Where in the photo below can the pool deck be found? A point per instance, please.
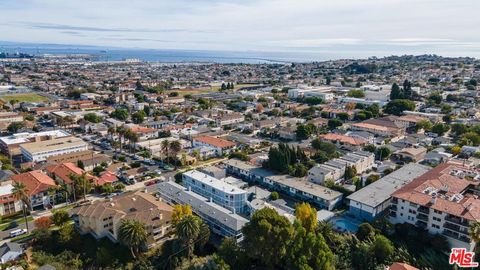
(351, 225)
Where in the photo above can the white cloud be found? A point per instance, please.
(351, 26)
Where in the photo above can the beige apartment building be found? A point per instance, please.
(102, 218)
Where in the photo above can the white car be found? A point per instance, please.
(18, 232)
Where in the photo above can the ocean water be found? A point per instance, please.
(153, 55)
- - -
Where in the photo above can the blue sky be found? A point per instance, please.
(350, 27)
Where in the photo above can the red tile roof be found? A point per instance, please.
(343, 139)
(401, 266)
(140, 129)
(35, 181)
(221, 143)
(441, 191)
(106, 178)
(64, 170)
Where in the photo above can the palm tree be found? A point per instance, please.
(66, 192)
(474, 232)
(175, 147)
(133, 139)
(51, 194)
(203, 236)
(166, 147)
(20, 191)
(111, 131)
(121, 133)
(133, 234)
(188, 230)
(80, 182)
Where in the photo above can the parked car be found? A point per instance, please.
- - -
_Problem description_.
Extract each line above that contains the word "white". Matching is case-sensitive.

_Reply to the task_.
Where in the photo above can the white cloud be found? A point per instance, please.
Where in the photo above can the white car be found? A point per instance, please.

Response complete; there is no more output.